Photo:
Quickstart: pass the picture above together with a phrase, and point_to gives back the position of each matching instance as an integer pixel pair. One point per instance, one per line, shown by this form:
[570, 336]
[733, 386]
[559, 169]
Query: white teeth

= = =

* [TASK INSTRUCTIONS] Every entry above needs to be copied exactly.

* [ANSWER TO THIS PROBLEM]
Photo:
Quickstart: pass the picture above together with a phrase, and point_to gives back the position of each matching instance as an integer pixel pair. One point per instance, one per line, shown by this form:
[570, 336]
[733, 386]
[559, 169]
Query: white teeth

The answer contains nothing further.